Input records.
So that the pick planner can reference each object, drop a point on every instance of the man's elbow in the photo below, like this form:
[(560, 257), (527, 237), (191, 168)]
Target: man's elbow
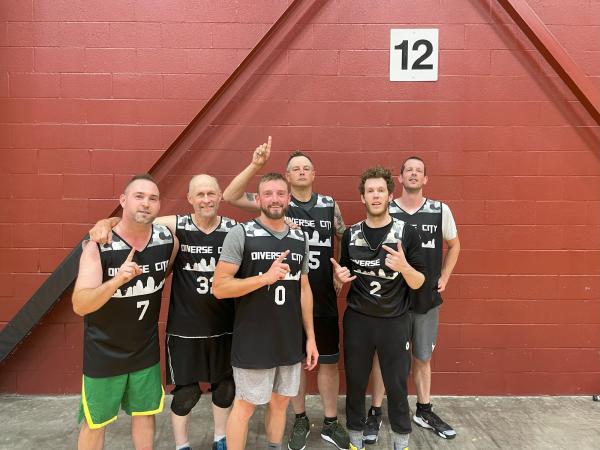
[(77, 308), (218, 290)]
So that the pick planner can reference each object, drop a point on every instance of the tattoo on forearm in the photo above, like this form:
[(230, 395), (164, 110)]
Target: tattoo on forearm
[(338, 221)]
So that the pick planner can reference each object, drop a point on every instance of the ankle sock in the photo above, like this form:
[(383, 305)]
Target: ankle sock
[(376, 410), (423, 406)]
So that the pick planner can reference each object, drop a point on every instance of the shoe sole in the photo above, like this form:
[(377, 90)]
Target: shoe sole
[(328, 439), (424, 424), (307, 433), (370, 439)]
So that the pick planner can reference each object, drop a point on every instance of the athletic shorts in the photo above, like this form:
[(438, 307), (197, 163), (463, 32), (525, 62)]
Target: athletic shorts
[(138, 393), (327, 335), (256, 385), (190, 360), (424, 333)]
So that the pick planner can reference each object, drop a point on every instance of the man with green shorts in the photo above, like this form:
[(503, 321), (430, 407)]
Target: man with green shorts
[(118, 293)]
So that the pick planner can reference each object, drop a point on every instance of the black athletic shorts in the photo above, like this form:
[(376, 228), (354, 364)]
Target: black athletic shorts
[(192, 360), (327, 335)]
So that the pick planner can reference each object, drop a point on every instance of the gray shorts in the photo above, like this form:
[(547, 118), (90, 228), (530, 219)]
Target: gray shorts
[(256, 385), (424, 333)]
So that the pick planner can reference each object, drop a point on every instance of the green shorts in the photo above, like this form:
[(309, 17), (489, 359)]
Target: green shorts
[(138, 393)]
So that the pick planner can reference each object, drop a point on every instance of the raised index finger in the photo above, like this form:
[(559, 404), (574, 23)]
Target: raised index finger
[(130, 256), (389, 249), (282, 256)]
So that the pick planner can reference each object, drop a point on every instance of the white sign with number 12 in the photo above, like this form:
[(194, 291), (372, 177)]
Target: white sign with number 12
[(414, 54)]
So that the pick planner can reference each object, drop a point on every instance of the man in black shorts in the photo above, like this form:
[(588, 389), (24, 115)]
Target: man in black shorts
[(118, 293), (199, 327), (435, 224), (320, 217), (382, 257), (264, 265)]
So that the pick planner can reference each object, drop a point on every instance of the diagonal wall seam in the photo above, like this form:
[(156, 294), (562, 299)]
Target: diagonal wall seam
[(554, 53), (50, 292)]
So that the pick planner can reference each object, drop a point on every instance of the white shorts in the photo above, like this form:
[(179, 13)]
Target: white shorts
[(256, 385)]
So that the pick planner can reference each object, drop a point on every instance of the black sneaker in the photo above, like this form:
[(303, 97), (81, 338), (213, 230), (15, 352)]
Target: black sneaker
[(371, 430), (429, 419)]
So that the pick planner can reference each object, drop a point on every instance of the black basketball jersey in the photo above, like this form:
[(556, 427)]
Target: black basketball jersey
[(428, 222), (316, 220), (267, 330), (377, 290), (193, 309), (122, 336)]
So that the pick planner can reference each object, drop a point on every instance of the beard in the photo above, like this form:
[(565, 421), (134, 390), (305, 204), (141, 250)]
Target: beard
[(274, 215)]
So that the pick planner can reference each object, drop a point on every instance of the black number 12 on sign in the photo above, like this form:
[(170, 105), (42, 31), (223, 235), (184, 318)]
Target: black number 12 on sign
[(414, 55)]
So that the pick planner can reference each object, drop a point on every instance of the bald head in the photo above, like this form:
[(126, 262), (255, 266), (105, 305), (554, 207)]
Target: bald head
[(203, 180)]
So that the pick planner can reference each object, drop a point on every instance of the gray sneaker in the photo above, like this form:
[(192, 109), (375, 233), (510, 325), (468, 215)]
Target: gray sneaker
[(300, 432), (336, 434)]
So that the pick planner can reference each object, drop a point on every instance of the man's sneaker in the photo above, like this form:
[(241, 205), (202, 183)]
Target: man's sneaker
[(371, 430), (221, 444), (336, 434), (300, 432), (429, 419)]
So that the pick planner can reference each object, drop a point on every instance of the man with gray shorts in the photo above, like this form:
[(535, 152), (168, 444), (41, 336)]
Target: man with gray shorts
[(435, 223), (264, 265)]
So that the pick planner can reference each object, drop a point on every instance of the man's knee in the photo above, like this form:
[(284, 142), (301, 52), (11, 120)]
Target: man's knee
[(223, 392), (185, 398), (278, 401)]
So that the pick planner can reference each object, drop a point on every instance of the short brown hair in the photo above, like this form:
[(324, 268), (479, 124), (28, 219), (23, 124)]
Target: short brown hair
[(272, 176), (418, 159), (376, 172), (140, 176)]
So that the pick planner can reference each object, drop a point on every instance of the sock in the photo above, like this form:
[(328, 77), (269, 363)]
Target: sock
[(400, 441), (376, 410), (423, 406), (356, 438)]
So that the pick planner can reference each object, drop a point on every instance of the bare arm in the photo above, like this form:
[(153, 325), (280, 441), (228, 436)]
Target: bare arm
[(102, 230), (225, 285), (90, 294), (449, 262), (306, 303), (235, 193)]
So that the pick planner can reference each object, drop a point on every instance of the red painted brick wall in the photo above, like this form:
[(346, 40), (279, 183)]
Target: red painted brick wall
[(93, 91)]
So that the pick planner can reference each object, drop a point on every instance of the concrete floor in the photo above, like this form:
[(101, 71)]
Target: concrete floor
[(481, 423)]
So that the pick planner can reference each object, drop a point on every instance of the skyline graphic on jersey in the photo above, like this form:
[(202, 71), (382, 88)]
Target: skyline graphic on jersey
[(186, 223), (379, 274), (202, 265), (430, 207), (428, 244), (139, 289)]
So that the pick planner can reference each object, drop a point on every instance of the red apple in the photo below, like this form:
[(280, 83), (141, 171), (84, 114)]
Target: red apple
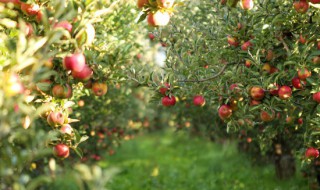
[(232, 41), (266, 67), (246, 4), (301, 6), (66, 129), (245, 46), (266, 116), (74, 62), (163, 90), (13, 85), (84, 75), (316, 97), (257, 93), (30, 9), (297, 83), (247, 63), (99, 89), (302, 39), (39, 16), (316, 60), (303, 73), (312, 153), (165, 3), (223, 2), (142, 3), (199, 100), (285, 92), (270, 55), (151, 36), (87, 35), (61, 151), (314, 1), (158, 18), (273, 70), (225, 111), (168, 101), (55, 118), (65, 25), (62, 91)]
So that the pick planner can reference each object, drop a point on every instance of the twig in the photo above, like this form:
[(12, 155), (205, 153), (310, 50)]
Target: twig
[(285, 45), (206, 79)]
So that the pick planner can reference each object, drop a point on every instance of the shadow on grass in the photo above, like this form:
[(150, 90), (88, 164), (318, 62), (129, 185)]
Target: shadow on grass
[(174, 161)]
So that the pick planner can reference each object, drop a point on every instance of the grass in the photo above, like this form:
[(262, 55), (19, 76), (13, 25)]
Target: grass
[(174, 161)]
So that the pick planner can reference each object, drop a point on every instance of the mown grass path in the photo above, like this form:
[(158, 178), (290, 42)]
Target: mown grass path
[(174, 161)]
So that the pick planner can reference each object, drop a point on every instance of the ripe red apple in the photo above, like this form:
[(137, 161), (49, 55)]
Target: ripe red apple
[(254, 102), (297, 83), (246, 4), (199, 100), (164, 89), (81, 103), (64, 24), (266, 116), (285, 92), (87, 35), (314, 1), (99, 89), (225, 111), (30, 9), (316, 97), (165, 3), (74, 62), (168, 101), (61, 151), (158, 18), (245, 46), (316, 60), (232, 41), (274, 89), (142, 3), (304, 73), (39, 16), (151, 36), (301, 6), (302, 39), (55, 118), (223, 2), (62, 91), (13, 85), (257, 93), (270, 55), (84, 75), (66, 129), (312, 153), (273, 70), (289, 120), (266, 67), (233, 104)]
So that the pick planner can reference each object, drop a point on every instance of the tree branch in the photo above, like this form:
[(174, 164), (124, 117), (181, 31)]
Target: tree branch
[(285, 45), (207, 79)]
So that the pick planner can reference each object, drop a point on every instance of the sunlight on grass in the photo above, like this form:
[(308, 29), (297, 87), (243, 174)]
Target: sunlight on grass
[(174, 161)]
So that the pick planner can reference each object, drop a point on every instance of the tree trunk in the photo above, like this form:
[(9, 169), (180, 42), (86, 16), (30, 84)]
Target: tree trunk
[(285, 165)]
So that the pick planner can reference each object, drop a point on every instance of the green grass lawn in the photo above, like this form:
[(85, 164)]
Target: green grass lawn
[(174, 161)]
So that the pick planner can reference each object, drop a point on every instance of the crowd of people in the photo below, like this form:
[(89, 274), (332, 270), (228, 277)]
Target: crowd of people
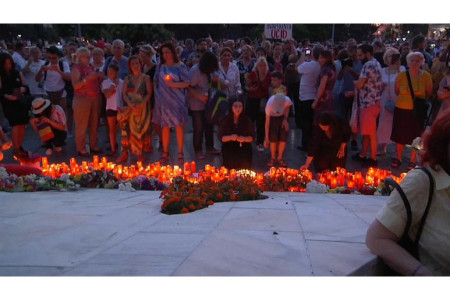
[(333, 92)]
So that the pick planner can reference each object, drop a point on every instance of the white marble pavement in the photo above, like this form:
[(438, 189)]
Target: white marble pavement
[(113, 233)]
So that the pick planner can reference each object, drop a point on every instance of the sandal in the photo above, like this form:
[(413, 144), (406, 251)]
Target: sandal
[(395, 163), (164, 158), (411, 166), (282, 163), (180, 159), (271, 162)]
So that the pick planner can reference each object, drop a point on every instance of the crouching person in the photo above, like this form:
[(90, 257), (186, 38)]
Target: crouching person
[(50, 123)]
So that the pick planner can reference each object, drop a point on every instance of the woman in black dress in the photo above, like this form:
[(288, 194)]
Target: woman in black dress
[(16, 110), (329, 143), (236, 133)]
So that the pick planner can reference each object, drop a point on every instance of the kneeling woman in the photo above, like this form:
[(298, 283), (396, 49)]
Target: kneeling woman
[(329, 146), (53, 115), (236, 133)]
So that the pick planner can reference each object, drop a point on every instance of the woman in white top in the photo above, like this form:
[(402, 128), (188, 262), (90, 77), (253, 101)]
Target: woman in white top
[(112, 89), (30, 71), (392, 60), (229, 73)]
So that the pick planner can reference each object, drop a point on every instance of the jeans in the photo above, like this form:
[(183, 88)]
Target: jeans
[(201, 127)]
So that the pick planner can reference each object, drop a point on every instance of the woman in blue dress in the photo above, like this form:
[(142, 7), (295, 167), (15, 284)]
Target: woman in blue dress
[(171, 80)]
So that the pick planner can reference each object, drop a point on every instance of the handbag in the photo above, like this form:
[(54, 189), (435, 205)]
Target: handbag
[(354, 119), (420, 108), (412, 247)]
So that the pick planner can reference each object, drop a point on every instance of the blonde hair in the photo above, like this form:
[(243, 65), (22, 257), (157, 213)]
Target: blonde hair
[(387, 57), (261, 60), (82, 50), (97, 50), (414, 54)]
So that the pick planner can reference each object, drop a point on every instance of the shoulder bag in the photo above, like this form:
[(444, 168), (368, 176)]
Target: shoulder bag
[(405, 241)]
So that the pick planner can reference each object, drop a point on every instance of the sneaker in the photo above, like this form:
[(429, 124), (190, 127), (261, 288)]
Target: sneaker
[(371, 162), (213, 151), (357, 157), (200, 155)]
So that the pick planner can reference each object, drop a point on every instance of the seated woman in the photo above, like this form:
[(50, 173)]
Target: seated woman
[(53, 115), (329, 146), (236, 133), (434, 244)]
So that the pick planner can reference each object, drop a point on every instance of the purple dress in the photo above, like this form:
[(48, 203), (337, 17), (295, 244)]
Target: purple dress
[(170, 103), (326, 102)]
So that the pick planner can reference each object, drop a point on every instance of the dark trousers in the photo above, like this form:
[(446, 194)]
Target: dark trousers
[(202, 127), (58, 141), (256, 115), (307, 119), (293, 91)]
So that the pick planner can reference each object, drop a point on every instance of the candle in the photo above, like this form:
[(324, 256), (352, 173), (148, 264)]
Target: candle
[(334, 183), (351, 184)]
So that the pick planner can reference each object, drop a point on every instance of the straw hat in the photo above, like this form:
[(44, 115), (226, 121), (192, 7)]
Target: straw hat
[(39, 105)]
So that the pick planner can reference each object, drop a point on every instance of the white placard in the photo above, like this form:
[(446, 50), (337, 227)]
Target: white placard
[(278, 31)]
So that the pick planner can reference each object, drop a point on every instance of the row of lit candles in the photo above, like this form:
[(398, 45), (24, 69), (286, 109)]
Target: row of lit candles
[(165, 174)]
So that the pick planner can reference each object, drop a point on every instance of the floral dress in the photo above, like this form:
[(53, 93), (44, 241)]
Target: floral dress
[(135, 126)]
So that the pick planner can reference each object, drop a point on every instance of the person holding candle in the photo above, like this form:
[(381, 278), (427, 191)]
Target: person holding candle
[(406, 126), (170, 81), (434, 245), (86, 103), (258, 84), (236, 133), (135, 118), (201, 76), (277, 127), (112, 89), (329, 146)]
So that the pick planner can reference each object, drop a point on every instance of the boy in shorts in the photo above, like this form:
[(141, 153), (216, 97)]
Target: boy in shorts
[(277, 128)]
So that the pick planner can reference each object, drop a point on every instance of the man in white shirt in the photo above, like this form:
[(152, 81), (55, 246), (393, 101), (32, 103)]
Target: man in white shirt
[(309, 83)]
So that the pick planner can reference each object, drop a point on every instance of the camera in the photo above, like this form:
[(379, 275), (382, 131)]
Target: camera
[(347, 62)]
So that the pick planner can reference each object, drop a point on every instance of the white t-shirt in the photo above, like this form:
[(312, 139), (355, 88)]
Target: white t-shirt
[(19, 61), (30, 78), (58, 115), (115, 100), (277, 104), (309, 82), (54, 81)]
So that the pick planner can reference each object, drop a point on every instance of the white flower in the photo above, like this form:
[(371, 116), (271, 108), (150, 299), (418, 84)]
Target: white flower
[(316, 187)]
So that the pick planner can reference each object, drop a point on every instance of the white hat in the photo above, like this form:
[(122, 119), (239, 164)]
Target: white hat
[(39, 105)]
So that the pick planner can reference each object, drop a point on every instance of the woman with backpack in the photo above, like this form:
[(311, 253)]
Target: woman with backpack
[(201, 76)]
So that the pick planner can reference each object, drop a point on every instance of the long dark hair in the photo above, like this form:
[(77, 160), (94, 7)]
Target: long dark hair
[(172, 49), (329, 56), (3, 58), (208, 63)]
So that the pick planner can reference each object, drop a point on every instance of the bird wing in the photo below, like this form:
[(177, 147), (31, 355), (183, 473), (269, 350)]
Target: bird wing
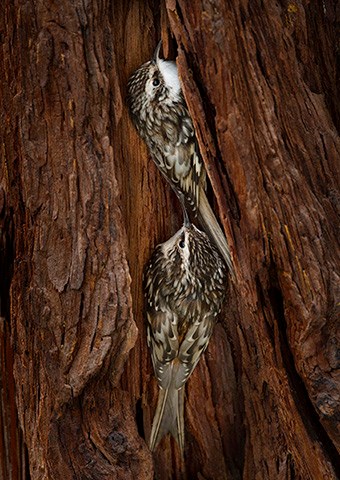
[(162, 340), (192, 346), (176, 154)]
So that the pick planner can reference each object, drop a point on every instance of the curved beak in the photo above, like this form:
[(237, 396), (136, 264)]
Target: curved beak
[(155, 57), (186, 220)]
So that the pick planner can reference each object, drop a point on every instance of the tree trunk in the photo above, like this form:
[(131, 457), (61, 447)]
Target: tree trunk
[(82, 206)]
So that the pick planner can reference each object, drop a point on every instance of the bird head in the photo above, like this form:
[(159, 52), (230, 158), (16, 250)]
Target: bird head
[(156, 80)]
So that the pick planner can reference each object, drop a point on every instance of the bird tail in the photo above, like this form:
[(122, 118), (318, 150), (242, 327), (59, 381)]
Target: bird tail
[(169, 417), (214, 231)]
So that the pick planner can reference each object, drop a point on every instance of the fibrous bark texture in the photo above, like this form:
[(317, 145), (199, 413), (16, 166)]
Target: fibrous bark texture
[(82, 206)]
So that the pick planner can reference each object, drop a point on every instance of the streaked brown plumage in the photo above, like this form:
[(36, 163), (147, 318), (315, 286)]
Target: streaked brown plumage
[(184, 289), (162, 119)]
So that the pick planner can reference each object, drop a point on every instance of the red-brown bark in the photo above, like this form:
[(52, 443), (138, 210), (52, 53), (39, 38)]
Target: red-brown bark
[(83, 206)]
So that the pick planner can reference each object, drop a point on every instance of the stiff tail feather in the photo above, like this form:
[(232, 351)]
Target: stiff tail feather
[(208, 220), (169, 417)]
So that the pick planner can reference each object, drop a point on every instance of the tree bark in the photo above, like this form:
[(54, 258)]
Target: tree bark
[(83, 206)]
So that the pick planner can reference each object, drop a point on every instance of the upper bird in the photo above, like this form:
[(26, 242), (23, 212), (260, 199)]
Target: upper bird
[(161, 117)]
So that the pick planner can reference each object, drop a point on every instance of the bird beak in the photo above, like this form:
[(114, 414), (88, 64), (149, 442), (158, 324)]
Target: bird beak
[(186, 220), (155, 58)]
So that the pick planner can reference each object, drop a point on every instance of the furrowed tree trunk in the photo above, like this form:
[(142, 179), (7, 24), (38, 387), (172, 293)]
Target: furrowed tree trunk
[(82, 206)]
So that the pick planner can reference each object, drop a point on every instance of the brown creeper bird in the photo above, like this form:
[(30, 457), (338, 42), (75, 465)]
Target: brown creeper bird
[(161, 117), (184, 290)]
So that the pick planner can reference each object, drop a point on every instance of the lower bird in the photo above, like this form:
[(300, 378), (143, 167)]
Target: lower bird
[(184, 284)]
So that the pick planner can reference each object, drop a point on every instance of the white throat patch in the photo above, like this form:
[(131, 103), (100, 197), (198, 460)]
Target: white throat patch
[(169, 72)]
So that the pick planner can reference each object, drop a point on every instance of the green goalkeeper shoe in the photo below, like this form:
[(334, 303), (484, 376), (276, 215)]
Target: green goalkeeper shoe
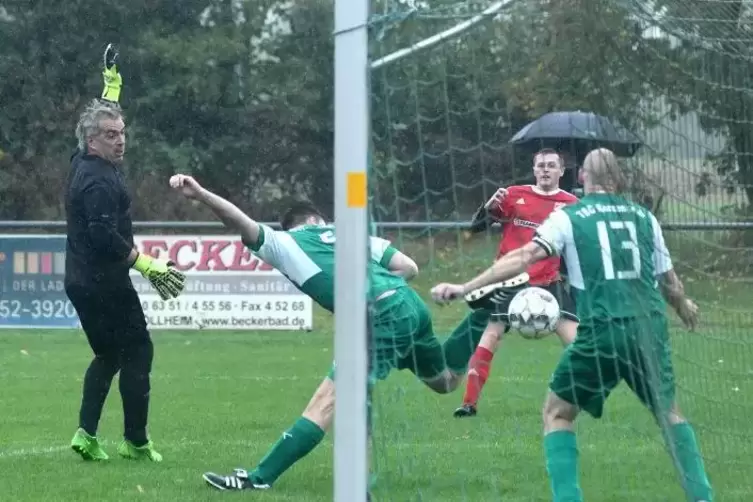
[(87, 446), (126, 449)]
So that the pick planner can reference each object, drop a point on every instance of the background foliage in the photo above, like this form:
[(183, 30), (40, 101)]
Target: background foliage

Short task. Print exactly the span of lines that begins with the line containing "of the furrowed" and ends with the last line of the listing, with no pictures.

Finished task.
So that the pick planner can reference each object, drop a point on every instance of the furrowed tree trunk in the photo above, like this form:
[(142, 179), (7, 24), (38, 387), (172, 293)]
Target: furrowed tree trunk
[(82, 206)]
So that the pick planner can reference each object, drop a point on every instance of the brown creeper bird in the photo above, like this form:
[(30, 457), (338, 42), (75, 465)]
Target: brown creeper bird
[(161, 117), (184, 290)]
So that the pick planner can reference each object, drop a point on every instance of the lower bird in the photo above, like this form:
[(300, 378), (143, 167)]
Target: lower bird
[(184, 284)]
So that the pick planner can reference each object, drop a point on every instance of the white throat patch in the photo above, like this form:
[(131, 103), (100, 197), (198, 460)]
Target: white throat patch
[(169, 72)]
So that the pick planner can reference each object, drop a point on every instance of the green goalkeeper shoe in the photo below, like this form:
[(334, 303), (484, 376), (276, 215)]
Target: green goalkeeper shoe
[(87, 446), (126, 449)]
So that the pick planner can reference each object, drop a point on every instance of the background foliage in the photo above, like this form:
[(183, 30), (40, 101)]
Target: background foliage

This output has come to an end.